Task goal |
Reproduce the lines of the material from its first line up to and including the line that contains "negative clicks: (361, 293)", leaving each one unchanged.

Provided records Start Marker

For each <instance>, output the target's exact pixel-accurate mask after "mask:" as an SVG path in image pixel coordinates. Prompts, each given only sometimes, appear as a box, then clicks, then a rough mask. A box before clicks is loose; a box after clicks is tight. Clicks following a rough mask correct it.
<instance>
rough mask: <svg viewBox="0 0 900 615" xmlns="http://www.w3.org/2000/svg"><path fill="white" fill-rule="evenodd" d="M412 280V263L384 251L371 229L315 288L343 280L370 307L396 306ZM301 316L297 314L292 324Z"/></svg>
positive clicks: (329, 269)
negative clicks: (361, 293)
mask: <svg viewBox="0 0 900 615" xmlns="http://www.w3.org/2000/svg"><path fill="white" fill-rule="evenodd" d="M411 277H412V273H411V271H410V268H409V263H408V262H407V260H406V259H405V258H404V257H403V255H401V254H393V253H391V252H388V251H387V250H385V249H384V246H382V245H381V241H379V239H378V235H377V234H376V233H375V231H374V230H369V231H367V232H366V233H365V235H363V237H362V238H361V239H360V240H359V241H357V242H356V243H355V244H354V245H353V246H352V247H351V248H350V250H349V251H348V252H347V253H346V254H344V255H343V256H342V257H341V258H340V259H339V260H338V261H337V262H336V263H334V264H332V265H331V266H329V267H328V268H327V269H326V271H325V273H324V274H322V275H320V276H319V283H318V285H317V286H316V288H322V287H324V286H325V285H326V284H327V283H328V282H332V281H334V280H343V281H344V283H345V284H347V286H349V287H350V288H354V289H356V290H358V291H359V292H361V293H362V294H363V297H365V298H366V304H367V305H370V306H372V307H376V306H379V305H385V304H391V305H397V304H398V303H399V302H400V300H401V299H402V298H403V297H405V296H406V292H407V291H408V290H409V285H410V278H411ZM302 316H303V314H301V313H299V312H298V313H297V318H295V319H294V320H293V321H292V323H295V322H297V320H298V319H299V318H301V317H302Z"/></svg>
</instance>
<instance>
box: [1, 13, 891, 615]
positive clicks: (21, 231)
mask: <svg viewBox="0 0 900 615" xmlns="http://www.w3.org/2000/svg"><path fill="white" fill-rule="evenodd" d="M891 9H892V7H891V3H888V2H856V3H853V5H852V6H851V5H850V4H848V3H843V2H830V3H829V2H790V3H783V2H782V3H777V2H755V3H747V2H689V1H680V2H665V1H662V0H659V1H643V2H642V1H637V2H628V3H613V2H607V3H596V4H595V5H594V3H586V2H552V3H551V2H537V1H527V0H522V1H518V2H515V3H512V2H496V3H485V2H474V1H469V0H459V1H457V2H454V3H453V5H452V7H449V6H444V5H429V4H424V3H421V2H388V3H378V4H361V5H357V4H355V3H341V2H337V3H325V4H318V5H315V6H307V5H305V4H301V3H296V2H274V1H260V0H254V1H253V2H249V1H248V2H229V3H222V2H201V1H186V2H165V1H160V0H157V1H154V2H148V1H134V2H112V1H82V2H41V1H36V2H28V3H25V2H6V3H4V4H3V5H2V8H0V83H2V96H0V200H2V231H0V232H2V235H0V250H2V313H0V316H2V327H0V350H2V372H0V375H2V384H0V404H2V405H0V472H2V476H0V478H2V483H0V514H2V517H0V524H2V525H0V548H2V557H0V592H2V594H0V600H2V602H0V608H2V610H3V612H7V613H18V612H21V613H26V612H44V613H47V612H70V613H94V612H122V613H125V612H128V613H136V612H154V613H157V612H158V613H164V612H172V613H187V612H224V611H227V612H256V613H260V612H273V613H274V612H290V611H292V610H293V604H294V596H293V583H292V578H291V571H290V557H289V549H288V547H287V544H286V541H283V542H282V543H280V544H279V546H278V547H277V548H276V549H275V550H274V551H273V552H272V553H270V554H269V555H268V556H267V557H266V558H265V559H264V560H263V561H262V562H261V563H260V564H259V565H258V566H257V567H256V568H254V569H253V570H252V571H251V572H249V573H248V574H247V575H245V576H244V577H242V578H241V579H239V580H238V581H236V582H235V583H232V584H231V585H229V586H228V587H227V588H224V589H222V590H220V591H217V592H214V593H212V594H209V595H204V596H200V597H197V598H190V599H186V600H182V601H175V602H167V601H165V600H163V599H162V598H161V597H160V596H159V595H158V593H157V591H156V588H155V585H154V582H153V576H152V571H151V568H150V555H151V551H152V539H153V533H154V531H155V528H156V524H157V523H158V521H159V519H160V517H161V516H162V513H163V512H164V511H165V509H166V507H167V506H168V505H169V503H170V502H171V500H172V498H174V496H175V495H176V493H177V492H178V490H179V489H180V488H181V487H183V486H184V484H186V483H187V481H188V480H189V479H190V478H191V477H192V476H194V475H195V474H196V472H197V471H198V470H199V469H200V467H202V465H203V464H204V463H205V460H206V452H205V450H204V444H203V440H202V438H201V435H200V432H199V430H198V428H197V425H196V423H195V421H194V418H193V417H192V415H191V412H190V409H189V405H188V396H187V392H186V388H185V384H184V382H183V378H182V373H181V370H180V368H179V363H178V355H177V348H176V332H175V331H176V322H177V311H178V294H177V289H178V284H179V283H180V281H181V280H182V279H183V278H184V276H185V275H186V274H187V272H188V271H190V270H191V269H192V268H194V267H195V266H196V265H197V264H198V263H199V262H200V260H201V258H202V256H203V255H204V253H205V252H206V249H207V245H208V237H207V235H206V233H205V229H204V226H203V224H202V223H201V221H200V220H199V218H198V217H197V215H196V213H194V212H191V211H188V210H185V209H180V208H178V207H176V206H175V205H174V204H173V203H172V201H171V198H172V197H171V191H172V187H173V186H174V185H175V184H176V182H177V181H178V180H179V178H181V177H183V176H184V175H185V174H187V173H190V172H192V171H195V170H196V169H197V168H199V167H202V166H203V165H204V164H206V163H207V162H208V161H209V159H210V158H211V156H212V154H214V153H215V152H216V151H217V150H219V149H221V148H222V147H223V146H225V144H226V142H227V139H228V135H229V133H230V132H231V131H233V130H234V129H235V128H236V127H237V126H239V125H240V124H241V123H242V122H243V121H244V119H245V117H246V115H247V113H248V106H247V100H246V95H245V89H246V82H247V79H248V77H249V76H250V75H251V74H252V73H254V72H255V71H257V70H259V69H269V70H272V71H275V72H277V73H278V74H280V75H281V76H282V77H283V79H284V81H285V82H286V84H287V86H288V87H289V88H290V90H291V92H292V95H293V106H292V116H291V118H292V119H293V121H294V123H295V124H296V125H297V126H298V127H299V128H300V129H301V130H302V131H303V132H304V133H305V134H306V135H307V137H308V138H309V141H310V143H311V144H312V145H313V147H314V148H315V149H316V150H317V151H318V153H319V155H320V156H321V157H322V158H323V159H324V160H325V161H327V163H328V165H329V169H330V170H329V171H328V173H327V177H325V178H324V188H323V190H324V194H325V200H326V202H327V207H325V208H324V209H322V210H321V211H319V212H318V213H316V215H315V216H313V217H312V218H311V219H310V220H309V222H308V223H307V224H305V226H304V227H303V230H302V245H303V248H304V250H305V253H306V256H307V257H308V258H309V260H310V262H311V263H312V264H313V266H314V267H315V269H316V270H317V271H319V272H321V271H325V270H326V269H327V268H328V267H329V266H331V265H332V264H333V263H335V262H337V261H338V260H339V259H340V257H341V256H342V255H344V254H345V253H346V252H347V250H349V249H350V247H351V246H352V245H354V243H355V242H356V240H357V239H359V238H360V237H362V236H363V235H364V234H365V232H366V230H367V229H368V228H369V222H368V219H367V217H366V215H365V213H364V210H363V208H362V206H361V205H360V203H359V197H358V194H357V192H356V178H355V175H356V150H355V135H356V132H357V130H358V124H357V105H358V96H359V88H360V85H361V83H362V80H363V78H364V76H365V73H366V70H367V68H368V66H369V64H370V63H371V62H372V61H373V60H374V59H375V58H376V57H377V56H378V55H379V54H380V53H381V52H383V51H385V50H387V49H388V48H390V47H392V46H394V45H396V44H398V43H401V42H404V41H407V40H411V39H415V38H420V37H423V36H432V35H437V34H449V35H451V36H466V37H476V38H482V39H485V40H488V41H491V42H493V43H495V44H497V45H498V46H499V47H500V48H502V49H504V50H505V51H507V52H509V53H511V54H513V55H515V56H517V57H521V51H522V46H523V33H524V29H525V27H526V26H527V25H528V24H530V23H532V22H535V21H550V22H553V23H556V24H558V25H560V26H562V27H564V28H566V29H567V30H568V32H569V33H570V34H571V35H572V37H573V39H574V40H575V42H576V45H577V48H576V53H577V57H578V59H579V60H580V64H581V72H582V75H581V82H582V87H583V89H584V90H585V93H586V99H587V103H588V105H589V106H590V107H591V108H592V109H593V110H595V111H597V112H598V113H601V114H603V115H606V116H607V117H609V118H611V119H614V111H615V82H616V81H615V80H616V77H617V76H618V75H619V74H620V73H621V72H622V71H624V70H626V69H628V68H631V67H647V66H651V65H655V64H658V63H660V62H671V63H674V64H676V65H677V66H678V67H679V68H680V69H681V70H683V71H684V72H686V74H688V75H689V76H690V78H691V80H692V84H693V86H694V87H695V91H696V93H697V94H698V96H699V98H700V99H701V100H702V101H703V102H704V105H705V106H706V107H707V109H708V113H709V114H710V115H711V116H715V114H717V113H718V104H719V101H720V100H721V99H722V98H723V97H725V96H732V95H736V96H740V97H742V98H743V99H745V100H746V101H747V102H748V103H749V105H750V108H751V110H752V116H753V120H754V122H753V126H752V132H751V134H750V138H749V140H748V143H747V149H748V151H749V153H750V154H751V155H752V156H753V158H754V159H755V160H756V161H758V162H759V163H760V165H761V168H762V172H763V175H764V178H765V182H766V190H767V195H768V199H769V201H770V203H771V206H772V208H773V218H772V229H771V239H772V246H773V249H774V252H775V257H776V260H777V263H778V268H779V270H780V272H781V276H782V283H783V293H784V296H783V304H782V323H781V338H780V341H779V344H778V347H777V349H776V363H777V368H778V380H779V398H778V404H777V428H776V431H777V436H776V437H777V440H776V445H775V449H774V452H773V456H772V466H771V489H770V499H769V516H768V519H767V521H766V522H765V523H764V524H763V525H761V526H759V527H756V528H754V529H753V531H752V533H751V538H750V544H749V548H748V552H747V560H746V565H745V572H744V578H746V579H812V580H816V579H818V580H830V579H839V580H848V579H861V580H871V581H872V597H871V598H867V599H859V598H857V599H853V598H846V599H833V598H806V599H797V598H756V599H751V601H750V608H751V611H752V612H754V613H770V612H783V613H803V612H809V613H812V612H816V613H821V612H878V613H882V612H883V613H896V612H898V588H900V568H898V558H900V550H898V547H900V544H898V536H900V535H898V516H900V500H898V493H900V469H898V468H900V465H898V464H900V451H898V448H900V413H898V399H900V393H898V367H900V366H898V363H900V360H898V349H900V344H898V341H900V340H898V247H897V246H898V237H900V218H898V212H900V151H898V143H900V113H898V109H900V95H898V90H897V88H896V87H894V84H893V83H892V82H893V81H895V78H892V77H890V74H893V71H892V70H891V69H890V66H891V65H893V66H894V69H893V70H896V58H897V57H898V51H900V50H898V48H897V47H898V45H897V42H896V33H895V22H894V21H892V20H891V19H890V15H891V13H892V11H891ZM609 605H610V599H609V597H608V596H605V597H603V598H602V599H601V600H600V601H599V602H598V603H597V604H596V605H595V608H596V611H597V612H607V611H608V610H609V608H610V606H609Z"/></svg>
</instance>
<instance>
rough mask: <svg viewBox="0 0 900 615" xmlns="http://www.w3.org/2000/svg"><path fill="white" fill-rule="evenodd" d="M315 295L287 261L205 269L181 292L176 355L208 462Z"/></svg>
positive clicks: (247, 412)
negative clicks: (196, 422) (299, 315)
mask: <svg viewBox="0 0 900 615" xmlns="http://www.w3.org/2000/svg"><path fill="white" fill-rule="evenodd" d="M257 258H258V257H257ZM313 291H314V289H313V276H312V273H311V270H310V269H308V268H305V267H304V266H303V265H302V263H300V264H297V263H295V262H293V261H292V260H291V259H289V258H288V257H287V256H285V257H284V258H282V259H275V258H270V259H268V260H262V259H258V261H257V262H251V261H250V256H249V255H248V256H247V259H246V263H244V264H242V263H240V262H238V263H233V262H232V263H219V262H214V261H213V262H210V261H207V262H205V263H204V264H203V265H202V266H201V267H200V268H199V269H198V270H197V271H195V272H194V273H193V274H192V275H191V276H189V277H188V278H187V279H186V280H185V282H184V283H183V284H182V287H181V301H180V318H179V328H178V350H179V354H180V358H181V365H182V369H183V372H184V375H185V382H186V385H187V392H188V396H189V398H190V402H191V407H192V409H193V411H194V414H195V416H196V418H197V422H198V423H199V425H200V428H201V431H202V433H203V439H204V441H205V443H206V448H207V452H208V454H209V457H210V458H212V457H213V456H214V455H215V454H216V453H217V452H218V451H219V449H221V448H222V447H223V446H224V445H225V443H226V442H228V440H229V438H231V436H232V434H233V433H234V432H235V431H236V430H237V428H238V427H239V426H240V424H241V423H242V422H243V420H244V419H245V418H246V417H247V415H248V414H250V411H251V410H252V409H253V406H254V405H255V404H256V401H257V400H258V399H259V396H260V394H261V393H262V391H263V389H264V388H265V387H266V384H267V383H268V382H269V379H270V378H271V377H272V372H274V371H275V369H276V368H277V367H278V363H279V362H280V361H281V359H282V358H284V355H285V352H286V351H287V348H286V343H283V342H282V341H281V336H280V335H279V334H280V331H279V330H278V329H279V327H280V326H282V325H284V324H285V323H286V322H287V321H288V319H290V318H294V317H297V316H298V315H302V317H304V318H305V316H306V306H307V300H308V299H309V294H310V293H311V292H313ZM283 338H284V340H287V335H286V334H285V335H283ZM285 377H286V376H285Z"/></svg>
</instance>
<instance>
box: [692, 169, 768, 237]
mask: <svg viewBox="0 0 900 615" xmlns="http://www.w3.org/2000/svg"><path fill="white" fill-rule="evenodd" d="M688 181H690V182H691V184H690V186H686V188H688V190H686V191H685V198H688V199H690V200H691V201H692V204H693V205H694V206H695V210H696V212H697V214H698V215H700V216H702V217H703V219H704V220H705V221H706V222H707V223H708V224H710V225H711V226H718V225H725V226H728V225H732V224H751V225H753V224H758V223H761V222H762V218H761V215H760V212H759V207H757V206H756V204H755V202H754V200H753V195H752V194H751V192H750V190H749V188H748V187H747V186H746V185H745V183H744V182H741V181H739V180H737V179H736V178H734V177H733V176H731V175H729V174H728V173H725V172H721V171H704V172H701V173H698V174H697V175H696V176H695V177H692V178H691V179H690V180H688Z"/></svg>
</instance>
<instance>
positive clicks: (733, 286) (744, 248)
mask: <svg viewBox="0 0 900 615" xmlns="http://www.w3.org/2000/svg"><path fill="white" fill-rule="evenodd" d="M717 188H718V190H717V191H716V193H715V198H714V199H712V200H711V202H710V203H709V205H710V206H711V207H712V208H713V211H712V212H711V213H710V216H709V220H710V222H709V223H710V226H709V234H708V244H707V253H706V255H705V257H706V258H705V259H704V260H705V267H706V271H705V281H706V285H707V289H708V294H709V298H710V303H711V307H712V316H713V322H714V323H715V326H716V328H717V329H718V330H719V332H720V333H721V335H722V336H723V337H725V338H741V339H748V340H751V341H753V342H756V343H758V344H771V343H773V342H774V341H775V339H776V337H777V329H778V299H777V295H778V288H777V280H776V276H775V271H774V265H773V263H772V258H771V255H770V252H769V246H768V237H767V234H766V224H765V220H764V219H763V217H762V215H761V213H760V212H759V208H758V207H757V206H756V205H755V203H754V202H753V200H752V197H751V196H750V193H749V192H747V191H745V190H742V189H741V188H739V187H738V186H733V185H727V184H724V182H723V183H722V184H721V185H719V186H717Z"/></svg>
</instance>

Provided records End Marker

Task answer |
For each <instance>, output the target's exact pixel-accurate mask after "mask:" as an SVG path in image pixel coordinates. Prompts, each given only sometimes, appear as a box, then clicks, then a rough mask. A box before clicks is loose; a box after clicks is tight. Clicks following a rough mask correct it.
<instance>
rough mask: <svg viewBox="0 0 900 615" xmlns="http://www.w3.org/2000/svg"><path fill="white" fill-rule="evenodd" d="M412 280V263L384 251L371 229L315 288L343 280L370 307L396 306ZM301 316L297 314L292 324Z"/></svg>
positive clicks: (329, 269)
negative clicks: (361, 293)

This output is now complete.